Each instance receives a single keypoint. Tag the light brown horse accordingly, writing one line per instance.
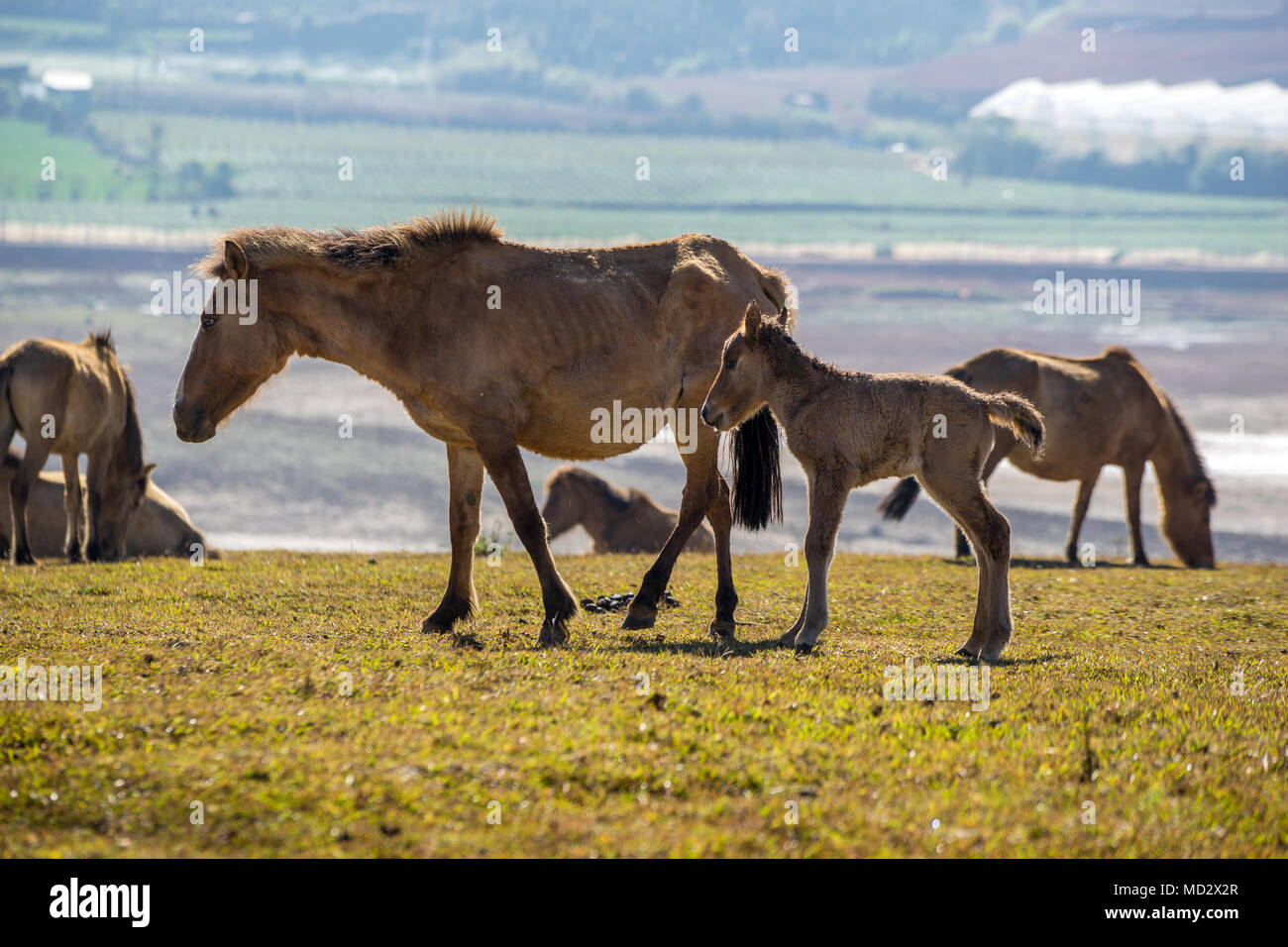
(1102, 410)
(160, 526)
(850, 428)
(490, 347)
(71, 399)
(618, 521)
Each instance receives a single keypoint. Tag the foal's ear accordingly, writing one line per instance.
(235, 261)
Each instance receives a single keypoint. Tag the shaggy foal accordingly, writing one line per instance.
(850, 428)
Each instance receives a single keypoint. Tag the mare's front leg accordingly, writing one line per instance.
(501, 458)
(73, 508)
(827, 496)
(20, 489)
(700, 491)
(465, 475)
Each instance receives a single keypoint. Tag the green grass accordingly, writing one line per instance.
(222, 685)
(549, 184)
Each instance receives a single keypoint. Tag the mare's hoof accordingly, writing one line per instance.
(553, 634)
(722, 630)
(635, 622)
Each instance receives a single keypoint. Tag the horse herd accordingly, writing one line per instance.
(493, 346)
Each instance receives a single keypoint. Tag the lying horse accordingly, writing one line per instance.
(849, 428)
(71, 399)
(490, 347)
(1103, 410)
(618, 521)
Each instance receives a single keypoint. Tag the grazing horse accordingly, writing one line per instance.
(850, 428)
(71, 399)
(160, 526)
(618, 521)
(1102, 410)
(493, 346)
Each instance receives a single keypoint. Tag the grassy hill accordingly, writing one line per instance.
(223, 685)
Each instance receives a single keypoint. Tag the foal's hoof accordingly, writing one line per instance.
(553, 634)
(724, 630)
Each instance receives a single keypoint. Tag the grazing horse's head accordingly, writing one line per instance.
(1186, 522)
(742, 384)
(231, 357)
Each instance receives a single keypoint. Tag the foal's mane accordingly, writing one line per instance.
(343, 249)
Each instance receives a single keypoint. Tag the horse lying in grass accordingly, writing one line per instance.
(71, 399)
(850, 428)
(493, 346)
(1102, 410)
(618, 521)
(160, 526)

**EXERCISE DETAILS**
From the first line to the last, repeat the records exactly, leaving out the pictures.

**RESPONSE TO THE EXERCISE**
Each instance receives a single keypoint. Tag the light brown horse accordingly, writing one line per instance.
(1102, 410)
(160, 526)
(850, 428)
(490, 347)
(71, 399)
(618, 521)
Each instance receives a single keypoint. Tag the foal's ear accordingly, writing one line per instance.
(235, 261)
Each instance receives a single keypoint. Tag the shaggy foal accordingly, writing one line per instance.
(850, 428)
Each instance receives a single keypoint. Tag the mare's front leg accordingly, writing one line per instance.
(501, 458)
(73, 508)
(827, 496)
(20, 489)
(700, 491)
(465, 475)
Each instance receives a single keypoint. Tag the green grass accordingly, writing one line per instance.
(222, 685)
(549, 184)
Each instance receives a single keypoint. Tag the mare's hoof accordingly, writing one line per instance.
(553, 634)
(722, 630)
(635, 622)
Each instance receives a single keypoint. Tag the horse herd accordingly, writing one line per instance.
(493, 346)
Each instance receives a single keypoint. Tag the lying horse accordingly, writing one line per instance.
(849, 428)
(71, 399)
(490, 347)
(1103, 410)
(618, 521)
Each instance receives a single keypoint. Tag the grazing horse accordingly, writing one line per instance.
(850, 428)
(71, 399)
(160, 526)
(618, 521)
(1102, 410)
(493, 346)
Each instance receives a single keypoint. Tag the grassy hill accordingly, writing one line per instance.
(223, 685)
Each instance receives a single keypoint. Tag the foal's hoof accordingly, writing one line per instance.
(553, 634)
(724, 630)
Each instance receives a single keypoint. Tag the grazing horse's head accordingly, writing one line per instance.
(1186, 522)
(742, 384)
(231, 357)
Each instance receives a single keypoint. Tag the foal's mane accordingly, writing one line per instance.
(343, 249)
Each instance receives a single keypoint. Tag the horse lying in grass accordingly, writing one line per instance.
(71, 399)
(850, 428)
(493, 346)
(1102, 410)
(618, 521)
(160, 526)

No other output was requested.